Actions to take>
[1] Check each statement against the TextFieldParser answer. For each, say yes or no and quote the words from the answer that decide it. (a) The answer sets HasFieldsEnclosedInQuotes to false. (b) The parser uses a semicolon as its delimiter. (c) TrimWhiteSpace is set to false.
[2] In the TextFieldParser answer, list every property of the parser object that is assigned a value with "=", along with the value it receives.
[3] Continue the TextFieldParser answer from the point where it stops.

Text to read>
——

Although quite late to answer, found the question interesting and up-voted because IMO it's surprising there's no built-in way to keep white space under the described conditions.
So assuming the same input as the question, with an added line to also keep the double quote escape character (an immediately following double quote):
1 , 2
" 1 ", " 2 "
" a ""quoted"" word ", " hello world "
Set HasFieldsEnclosedInQuotes
to false, and deal with any field that is enclosed in quotes using a simple Regex
:
var separator = new string('=', 40);
Console.WriteLine(separator);
// demo only - show the input lines read from a text file
var text = File.ReadAllText(inputPath);
var lines = text.Split(
new string[] { Environment.NewLine },
StringSplitOptions.None
);
using (var textReader = new StringReader(text))
{
using (var parser = new TextFieldParser(textReader))
{
parser.TextFieldType = FieldType.Delimited;
parser.SetDelimiters(",");
parser.TrimWhiteSpace = true;
parser.HasFieldsEnclosedInQuotes = false;
// remove double quotes, since HasFieldsEnclosedInQuotes is false
var regex = new Regex(@"
# match double quote
\""
# if not immediately followed by a double quote
(?!\"")

——

Entries supplied>

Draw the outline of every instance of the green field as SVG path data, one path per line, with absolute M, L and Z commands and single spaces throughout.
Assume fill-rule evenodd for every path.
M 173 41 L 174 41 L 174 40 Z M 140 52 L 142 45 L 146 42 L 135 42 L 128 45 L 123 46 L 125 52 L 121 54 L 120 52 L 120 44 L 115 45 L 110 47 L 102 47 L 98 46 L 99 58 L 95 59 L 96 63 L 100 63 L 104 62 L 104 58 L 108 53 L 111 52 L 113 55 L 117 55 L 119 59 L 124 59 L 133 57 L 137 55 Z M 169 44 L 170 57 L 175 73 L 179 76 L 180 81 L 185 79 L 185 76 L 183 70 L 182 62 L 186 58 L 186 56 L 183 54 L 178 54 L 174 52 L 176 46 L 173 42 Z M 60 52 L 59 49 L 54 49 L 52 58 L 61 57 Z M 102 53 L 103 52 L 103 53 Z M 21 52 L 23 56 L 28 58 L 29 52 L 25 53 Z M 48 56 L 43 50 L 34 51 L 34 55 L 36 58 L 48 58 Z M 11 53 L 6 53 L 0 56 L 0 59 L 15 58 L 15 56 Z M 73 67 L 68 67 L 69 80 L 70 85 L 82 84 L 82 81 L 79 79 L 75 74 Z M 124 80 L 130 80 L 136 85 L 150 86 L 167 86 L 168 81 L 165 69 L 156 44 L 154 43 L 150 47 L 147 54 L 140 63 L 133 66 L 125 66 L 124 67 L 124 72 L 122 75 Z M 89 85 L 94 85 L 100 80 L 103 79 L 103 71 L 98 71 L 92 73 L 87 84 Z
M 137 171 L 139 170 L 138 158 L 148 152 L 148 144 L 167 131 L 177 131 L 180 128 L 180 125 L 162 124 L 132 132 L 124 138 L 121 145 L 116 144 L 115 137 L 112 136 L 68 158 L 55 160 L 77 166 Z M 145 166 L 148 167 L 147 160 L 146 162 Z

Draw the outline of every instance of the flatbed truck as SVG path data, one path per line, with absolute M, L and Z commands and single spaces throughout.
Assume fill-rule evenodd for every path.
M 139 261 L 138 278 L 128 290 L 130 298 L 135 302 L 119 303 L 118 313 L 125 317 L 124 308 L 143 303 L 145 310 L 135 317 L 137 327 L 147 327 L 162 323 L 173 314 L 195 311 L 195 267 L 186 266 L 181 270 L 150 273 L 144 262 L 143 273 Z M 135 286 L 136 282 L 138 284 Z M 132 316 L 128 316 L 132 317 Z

——

Responses for each task>
[1]
(a) Yes: "parser.HasFieldsEnclosedInQuotes = false;"
(b) No: "parser.SetDelimiters(",");"
(c) No: "parser.TrimWhiteSpace = true;"

[2]
TextFieldType = FieldType.Delimited
TrimWhiteSpace = true
HasFieldsEnclosedInQuotes = false

[3]
",
RegexOptions.IgnorePatternWhitespace
);
var rowStart = 0;
while (parser.PeekChars(1) != null)
{
Console.WriteLine(
"row {0}: {1}", parser.LineNumber, lines[rowStart]
);
var fields = parser.ReadFields();
for (int i = 0; i < fields.Length; ++i)
{
Console.WriteLine(
"parsed field[{0}] = [{1}]", i,
regex.Replace(fields[i], "")
);
}
++rowStart;
Console.WriteLine(separator);
}
}
}
OUTPUT:
========================================
row 1: 1 , 2
parsed field[0] = [1]
parsed field[1] = [2]
========================================
row 2: " 1 ", " 2 "
parsed field[0] = [ 1 ]
parsed field[1] = [ 2 ]
========================================
row 3: " a ""quoted"" word ", " hello world "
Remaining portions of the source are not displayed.